▸ TO DO
Put every line of the material below into a JSON list of strings, one string per line, and leave out any blank lines.

▸ SUPPLIED ENTRIES

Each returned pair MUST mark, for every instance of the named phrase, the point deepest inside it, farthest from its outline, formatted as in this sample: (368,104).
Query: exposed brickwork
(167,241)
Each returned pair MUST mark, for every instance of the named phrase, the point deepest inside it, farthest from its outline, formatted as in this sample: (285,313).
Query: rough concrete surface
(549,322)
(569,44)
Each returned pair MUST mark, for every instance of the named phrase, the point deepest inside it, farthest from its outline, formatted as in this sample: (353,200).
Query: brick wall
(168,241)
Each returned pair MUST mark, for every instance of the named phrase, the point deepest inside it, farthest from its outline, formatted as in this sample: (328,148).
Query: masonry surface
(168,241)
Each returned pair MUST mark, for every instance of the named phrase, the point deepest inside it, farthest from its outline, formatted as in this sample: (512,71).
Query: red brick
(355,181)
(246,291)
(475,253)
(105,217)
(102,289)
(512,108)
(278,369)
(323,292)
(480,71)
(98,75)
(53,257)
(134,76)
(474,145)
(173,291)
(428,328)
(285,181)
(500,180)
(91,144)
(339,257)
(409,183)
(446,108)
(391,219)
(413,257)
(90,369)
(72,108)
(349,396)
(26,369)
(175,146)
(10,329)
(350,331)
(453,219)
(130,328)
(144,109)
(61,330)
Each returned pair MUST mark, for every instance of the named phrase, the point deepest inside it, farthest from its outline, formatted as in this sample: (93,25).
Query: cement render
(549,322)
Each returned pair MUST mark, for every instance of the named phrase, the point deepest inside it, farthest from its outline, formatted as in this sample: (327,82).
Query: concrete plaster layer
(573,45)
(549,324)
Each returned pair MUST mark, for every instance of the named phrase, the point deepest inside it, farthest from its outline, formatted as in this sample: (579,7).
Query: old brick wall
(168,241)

▸ WRITTEN ANSWER
[
  "Each returned pair MUST mark, for every instance of the named phrase, the point deepest inside it, farthest from its outline, formatted as in this sample: (368,104).",
  "Query: exposed brickwork",
  "(167,241)",
  "Each returned pair MUST mark, for every instance of the named phrase, the point deepest inside it, farthest from its outline, formatted as in this sample: (285,313).",
  "Query: rough concrete surface",
  "(549,322)",
  "(569,44)",
  "Each returned pair MUST mark, for every instance of the named phrase, the point deepest inside it, farthest from its outline, formatted as in this sample: (353,200).",
  "Query: brick wall",
  "(168,241)",
  "Each returned pair MUST mark, for every instance of the named phrase, the point deepest inside it, farthest from its outline, formatted as in this sample: (328,148).",
  "Query: masonry surface",
  "(168,241)",
  "Each returned pair MUST mark, for every instance of the named phrase, the point deepest inside it, farthest from its outline, formatted as in this sample: (512,71).",
  "Query: red brick",
  "(355,181)",
  "(246,291)",
  "(475,253)",
  "(105,217)",
  "(102,289)",
  "(512,108)",
  "(278,369)",
  "(323,292)",
  "(480,71)",
  "(98,75)",
  "(53,257)",
  "(134,76)",
  "(474,145)",
  "(173,291)",
  "(428,328)",
  "(285,181)",
  "(500,180)",
  "(91,144)",
  "(339,257)",
  "(409,183)",
  "(446,108)",
  "(391,219)",
  "(413,257)",
  "(90,369)",
  "(72,108)",
  "(349,396)",
  "(26,369)",
  "(175,146)",
  "(10,329)",
  "(350,331)",
  "(453,219)",
  "(130,328)",
  "(144,109)",
  "(61,330)",
  "Each returned pair MUST mark, for every instance of the named phrase, the point deepest inside it, farthest from its outline, formatted as in this sample: (93,25).",
  "Query: cement render",
  "(549,322)",
  "Each returned pair MUST mark, for every instance of the named phrase, the point deepest inside it, farthest from its outline, formatted as in this sample: (327,82).",
  "Query: concrete plaster layer",
  "(573,45)",
  "(549,324)",
  "Each returned pair MUST mark, for every instance of the named phrase, the point deepest inside it, farthest from its outline, formatted as in this sample: (579,7).",
  "Query: old brick wall",
  "(168,241)"
]